(Exercise requirements):
Only the lines from the top of the material through the line containing "positive clicks: (387, 872)" should be restated, each one exactly.

(Records for the task):
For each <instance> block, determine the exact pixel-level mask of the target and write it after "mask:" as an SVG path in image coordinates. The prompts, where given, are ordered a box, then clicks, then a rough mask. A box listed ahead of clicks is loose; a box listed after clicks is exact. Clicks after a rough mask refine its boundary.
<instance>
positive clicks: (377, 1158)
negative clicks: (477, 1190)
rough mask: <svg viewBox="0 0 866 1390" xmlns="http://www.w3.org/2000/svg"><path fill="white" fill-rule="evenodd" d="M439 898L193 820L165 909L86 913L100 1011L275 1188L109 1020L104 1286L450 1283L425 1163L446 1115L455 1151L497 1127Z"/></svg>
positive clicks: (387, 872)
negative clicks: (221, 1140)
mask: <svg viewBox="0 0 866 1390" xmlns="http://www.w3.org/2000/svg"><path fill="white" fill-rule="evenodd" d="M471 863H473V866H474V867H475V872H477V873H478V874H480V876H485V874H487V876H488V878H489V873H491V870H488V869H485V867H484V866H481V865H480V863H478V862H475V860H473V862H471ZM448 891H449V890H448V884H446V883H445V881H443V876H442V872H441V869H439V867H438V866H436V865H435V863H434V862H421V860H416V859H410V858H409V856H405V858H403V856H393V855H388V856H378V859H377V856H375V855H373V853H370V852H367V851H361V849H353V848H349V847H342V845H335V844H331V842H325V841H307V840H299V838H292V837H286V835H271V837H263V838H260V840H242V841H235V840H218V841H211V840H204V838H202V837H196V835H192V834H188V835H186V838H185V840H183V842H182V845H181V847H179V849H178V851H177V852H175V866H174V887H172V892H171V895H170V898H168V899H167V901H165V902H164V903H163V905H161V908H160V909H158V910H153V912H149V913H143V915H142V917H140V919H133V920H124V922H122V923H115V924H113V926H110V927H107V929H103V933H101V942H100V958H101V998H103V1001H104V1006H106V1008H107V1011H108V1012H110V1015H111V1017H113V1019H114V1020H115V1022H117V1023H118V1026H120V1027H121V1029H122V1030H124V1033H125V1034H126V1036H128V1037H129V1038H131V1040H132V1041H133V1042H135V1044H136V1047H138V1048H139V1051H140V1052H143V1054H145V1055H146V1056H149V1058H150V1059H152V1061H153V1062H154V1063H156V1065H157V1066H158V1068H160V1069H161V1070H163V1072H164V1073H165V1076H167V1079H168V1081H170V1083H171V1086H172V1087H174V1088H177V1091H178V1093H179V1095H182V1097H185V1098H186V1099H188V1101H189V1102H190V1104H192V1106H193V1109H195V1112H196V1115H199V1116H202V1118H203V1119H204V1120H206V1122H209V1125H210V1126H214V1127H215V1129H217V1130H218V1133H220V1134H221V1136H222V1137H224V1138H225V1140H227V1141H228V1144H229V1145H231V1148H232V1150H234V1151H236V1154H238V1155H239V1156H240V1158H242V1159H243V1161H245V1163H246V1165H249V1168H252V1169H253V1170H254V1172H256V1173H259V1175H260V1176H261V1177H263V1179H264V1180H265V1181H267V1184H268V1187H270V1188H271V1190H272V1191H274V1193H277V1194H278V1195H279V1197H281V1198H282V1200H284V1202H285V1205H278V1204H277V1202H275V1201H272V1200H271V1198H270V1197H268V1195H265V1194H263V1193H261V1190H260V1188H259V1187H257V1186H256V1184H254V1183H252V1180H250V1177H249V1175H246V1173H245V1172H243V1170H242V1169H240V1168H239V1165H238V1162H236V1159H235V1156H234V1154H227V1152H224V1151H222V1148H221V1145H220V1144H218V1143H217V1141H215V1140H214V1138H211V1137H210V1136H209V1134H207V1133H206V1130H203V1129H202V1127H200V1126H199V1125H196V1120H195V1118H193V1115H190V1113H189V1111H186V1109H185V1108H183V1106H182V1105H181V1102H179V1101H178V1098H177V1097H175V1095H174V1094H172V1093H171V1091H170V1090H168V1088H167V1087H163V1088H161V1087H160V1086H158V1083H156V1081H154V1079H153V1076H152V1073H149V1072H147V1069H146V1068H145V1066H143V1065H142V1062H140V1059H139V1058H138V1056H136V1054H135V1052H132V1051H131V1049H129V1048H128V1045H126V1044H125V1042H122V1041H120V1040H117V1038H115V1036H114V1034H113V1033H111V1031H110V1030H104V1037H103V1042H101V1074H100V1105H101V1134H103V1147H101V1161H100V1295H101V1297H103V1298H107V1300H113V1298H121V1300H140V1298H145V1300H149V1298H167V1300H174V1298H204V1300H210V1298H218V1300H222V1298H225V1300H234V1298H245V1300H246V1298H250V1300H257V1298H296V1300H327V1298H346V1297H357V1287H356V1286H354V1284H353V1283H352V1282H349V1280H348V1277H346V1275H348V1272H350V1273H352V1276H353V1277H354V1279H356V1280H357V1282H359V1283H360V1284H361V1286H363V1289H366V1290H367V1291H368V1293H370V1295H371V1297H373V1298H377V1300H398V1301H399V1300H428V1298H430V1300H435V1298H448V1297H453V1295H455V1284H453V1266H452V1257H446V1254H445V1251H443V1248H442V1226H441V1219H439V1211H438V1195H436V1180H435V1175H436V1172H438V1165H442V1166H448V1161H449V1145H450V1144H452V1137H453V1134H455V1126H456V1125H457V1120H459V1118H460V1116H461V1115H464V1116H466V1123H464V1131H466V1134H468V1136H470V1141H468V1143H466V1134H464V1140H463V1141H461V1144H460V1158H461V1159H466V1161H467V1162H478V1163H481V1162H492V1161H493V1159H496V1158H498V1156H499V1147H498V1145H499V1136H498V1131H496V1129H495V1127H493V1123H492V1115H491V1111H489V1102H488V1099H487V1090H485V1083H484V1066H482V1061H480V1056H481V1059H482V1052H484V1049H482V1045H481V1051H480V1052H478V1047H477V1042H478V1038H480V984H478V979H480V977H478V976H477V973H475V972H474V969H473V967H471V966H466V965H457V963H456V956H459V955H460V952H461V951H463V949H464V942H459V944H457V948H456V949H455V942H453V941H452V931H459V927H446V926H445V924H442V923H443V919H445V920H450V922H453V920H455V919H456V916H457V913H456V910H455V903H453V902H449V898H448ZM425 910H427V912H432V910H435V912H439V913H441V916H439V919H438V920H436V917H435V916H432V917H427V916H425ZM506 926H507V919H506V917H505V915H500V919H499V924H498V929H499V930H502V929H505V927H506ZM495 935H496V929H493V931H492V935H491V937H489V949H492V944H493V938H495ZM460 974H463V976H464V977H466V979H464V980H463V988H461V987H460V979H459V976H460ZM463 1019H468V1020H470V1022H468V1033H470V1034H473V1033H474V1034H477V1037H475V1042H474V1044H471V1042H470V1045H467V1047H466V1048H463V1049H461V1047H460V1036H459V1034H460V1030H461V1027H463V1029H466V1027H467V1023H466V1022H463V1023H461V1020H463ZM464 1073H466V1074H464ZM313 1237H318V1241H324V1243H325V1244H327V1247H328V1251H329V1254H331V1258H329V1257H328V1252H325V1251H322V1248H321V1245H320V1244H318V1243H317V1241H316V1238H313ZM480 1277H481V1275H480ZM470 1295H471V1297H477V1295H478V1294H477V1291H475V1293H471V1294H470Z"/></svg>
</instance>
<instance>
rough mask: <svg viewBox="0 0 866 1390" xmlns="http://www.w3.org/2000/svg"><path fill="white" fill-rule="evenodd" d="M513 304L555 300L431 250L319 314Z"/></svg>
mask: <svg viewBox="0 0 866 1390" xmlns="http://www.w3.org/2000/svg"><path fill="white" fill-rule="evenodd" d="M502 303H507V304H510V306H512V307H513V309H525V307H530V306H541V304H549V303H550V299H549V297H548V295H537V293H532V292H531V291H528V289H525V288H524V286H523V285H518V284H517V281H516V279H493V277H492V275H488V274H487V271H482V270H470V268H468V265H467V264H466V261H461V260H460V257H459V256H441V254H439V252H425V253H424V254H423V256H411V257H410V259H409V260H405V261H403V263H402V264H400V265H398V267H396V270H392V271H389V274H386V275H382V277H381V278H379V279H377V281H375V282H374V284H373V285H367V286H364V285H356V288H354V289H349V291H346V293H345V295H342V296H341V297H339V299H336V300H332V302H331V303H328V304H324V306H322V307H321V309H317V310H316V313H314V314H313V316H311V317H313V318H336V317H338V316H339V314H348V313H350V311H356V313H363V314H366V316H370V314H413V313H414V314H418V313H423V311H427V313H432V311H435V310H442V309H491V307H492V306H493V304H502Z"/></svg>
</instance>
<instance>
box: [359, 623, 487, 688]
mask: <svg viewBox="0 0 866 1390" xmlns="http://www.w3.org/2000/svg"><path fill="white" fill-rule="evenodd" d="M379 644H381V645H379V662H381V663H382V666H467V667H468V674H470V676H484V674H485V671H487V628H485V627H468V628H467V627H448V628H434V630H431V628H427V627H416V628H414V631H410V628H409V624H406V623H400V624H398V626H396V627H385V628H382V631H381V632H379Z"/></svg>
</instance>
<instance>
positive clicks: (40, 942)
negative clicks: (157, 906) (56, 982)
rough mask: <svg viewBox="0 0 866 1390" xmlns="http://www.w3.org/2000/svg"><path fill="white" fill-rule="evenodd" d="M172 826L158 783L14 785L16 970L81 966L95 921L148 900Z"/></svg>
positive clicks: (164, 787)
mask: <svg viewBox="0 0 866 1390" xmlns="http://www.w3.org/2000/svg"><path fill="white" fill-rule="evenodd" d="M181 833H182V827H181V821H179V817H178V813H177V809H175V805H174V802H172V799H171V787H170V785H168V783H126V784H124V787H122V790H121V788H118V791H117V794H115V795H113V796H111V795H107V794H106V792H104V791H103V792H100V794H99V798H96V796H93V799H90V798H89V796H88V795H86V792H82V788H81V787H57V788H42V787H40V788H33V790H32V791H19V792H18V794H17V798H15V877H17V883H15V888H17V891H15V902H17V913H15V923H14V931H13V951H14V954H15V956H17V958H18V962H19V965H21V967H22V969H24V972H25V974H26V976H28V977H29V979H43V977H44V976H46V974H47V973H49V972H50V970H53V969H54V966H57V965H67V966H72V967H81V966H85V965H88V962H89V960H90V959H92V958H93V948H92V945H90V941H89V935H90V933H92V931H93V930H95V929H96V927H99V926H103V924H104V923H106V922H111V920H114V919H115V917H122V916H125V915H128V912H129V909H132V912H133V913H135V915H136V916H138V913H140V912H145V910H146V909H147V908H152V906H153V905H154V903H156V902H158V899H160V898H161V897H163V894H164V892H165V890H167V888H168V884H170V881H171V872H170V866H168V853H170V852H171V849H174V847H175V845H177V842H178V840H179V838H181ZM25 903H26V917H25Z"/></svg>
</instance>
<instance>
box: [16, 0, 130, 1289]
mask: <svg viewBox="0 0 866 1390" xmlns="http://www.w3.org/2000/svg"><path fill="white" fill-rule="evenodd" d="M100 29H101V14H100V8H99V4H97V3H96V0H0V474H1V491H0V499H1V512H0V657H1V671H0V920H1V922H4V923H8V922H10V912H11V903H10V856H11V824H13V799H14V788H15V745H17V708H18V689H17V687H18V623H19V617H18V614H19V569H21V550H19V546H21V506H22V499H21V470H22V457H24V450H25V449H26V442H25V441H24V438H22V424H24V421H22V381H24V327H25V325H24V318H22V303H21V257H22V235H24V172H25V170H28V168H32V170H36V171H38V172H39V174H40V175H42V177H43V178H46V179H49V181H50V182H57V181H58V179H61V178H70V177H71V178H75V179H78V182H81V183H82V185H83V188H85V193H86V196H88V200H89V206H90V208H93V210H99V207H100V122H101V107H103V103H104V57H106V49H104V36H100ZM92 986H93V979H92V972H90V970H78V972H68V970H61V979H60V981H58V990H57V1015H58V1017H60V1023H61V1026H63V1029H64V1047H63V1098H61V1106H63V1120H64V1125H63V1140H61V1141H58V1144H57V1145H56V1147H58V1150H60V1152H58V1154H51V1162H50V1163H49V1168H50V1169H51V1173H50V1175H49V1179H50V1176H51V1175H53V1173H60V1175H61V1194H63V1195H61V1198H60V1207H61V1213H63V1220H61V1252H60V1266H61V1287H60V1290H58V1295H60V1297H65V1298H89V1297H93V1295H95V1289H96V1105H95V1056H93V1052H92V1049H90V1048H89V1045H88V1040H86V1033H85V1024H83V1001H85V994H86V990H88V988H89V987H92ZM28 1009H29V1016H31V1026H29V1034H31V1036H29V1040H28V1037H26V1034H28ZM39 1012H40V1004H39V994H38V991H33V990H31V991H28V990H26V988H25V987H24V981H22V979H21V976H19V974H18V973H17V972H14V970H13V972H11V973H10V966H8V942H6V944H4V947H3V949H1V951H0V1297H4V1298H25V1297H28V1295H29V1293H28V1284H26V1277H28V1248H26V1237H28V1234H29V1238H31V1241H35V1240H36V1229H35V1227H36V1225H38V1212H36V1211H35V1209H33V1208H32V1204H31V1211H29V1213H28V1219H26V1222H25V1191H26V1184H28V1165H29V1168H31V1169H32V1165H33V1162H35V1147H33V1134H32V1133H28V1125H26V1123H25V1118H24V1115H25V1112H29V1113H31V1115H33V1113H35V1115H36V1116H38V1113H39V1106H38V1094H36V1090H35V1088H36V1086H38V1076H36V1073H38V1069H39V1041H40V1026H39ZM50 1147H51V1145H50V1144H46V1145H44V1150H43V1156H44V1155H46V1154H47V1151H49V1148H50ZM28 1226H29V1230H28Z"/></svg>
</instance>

(Response):
For each <instance> block, determine the exact pixel-level mask of the target and write it after "mask:" as an SVG path in image coordinates. The prompts, where given, are ordered a box, then clicks, then a rough mask. A box listed ahead of clicks is loose; a box listed after clicks is exact. Clicks after a rough mask refine its boundary.
<instance>
positive clicks: (377, 1158)
negative clicks: (477, 1190)
rough mask: <svg viewBox="0 0 866 1390" xmlns="http://www.w3.org/2000/svg"><path fill="white" fill-rule="evenodd" d="M439 898L193 820L165 909L86 913L100 1011L275 1188L109 1020L104 1286L450 1283L425 1163L446 1115L455 1151L497 1127Z"/></svg>
positive clicks: (387, 872)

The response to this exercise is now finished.